● **Extracted entries**
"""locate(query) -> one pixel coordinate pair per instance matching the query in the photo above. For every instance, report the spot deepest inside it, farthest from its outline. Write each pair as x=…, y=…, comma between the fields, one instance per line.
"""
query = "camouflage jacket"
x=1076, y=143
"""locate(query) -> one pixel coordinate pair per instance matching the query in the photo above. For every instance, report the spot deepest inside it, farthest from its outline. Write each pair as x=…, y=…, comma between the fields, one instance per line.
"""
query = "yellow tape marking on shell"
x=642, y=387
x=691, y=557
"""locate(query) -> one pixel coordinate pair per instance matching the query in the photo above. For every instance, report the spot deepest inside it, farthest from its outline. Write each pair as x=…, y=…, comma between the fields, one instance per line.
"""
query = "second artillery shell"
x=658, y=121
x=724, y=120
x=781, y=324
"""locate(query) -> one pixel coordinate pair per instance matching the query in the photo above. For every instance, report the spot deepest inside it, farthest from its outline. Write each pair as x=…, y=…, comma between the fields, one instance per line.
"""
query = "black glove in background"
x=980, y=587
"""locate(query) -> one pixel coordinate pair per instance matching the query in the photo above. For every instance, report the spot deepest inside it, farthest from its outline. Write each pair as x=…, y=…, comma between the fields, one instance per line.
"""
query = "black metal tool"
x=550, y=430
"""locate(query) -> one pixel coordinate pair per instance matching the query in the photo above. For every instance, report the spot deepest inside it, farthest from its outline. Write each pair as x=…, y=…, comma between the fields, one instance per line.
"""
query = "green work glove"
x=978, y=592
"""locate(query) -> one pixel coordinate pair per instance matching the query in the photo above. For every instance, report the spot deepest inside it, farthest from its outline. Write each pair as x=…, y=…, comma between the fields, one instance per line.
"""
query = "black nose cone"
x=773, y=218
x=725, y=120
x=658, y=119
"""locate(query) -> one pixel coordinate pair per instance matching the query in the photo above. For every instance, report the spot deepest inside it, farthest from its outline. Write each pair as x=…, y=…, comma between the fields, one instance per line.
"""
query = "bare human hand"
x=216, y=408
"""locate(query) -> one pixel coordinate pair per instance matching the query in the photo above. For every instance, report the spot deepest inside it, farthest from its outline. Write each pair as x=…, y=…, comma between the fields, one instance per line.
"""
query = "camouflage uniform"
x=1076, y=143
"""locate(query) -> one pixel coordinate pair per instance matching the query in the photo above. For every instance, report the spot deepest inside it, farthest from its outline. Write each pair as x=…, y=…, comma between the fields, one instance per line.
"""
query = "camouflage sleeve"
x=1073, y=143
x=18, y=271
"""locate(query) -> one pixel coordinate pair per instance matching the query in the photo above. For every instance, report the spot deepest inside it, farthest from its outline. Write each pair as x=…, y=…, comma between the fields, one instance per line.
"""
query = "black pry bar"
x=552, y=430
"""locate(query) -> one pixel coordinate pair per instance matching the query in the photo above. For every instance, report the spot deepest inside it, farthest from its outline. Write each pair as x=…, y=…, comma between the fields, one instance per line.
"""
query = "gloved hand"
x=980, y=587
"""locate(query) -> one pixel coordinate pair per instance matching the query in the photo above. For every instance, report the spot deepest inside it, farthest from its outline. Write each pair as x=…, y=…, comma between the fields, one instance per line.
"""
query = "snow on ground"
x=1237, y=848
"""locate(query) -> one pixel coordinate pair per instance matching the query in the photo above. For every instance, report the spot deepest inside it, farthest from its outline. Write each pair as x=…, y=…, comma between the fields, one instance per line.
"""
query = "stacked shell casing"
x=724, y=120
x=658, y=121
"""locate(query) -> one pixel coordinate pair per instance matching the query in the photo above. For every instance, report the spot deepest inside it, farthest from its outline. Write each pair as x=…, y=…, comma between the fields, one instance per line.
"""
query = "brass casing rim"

● **Task item**
An exact transcription of the entries is needed, complete to the final line.

● **Exercise output**
"""locate(query) -> one pixel coordinate pair per instance matching the query in the photo above. For every instance, report the spot deepest inside it, farthest from its outline. Write each pair as x=…, y=…, comma between the fields, one instance per line.
"""
query = "camouflage jacket"
x=1076, y=143
"""locate(query) -> one pixel coordinate pair per instance matching the query in the photo above. For every instance, report the spot deepest inside it, farthest from its outline. Write each pair as x=…, y=…, comma between the fields, one instance per line.
"""
query = "yellow tape marking on shell"
x=642, y=387
x=691, y=557
"""locate(query) -> one pixel coordinate pair per instance matching the query in the photo above. For every instance, report the spot deepest inside it, farthest from its outline. Write each pair as x=…, y=…, comma between the fields, one instance per line.
"""
query = "second artillery shell"
x=658, y=121
x=724, y=120
x=781, y=324
"""locate(query) -> one pixel coordinate pair per instance matching the query in the photo above. For every instance, report the spot deepest inside it, farthest from its outline. Write each pair as x=…, y=…, comma between the fields, one instance per line.
"""
query = "black glove in background"
x=980, y=587
"""locate(query) -> one pixel coordinate pair per instance matching the query in the photo above. For every instance, report the spot deepest inside it, farthest from its outline. Write each pair as x=…, y=…, comma between the fields, one instance per line.
"""
query = "black metal tool"
x=550, y=430
"""locate(query) -> one pixel coordinate pair per instance matching the query in the photo above. For every instance, report the spot deepest inside it, farthest from its outline. Write each pair as x=…, y=…, comma between the fields, one instance per line.
"""
query = "green work glove"
x=978, y=592
"""locate(query) -> one pixel coordinate pair per instance matching the query in the photo above. For every instance, report the spot deepest inside it, farthest from its outline. Write each pair as x=…, y=…, comma between the fields, one instance per line.
"""
query = "black nose cone"
x=773, y=218
x=725, y=120
x=658, y=119
"""locate(query) -> one pixel coordinate pair per instance matching the query in the photo above. For every instance, report the spot deepest inside it, farthest from its outline. Write each pair as x=…, y=…, comma between the fields, one instance per line.
"""
query = "bare human hand"
x=216, y=408
"""locate(query) -> one pixel coordinate pair per instance matching the query in the photo above. For every instance, report the spot deepest inside it, farthest from its outline. Write each pair as x=…, y=…, comma between the fields, one instance per line.
"""
query = "camouflage uniform"
x=1076, y=143
"""locate(query) -> one pixel coordinate pair per instance matching the query in the photo above. For every instance, report the spot deepest inside it, farthest from its outline. Write each pair as x=…, y=…, comma between the fields, one instance per line.
"""
query = "camouflage sleeve"
x=1073, y=143
x=18, y=271
"""locate(query) -> one pixel coordinate pair per instance matching the query in the photo above. For every instance, report the spot deepest inside it, farthest from its outline. Write each pair as x=…, y=…, comma between the fields, one instance per line.
"""
query = "black pry bar"
x=552, y=430
"""locate(query) -> one pixel coordinate pair per instance matching the query in the photo above. For every instance, report the spot deepest inside it, farthest from its outline. Write each pair as x=…, y=…, comma between the fields, one instance per line.
"""
query = "gloved hand"
x=980, y=587
"""locate(query) -> one pixel coordinate pair per instance matching the query in the photo above. For every instance, report the spot deepest inside it, farthest from its outline. Write each pair as x=…, y=…, comma between the fields, one instance per line.
"""
query = "snow on ground"
x=1237, y=848
"""locate(query) -> one pixel coordinate pair per instance matching the query in the photo above. For every instance, report the spot deepest inside it, farthest from its outline. Write each pair as x=…, y=…, comma between the fields, one instance per line.
"""
query = "stacked shell casing"
x=724, y=120
x=658, y=121
"""locate(query) -> one pixel coordinate pair per instance matching the query in the photo above. For every instance, report the spot deepest inside it, farthest from its outline. Write each pair as x=…, y=…, comma between the fields, one instance per line.
"""
query = "brass casing rim"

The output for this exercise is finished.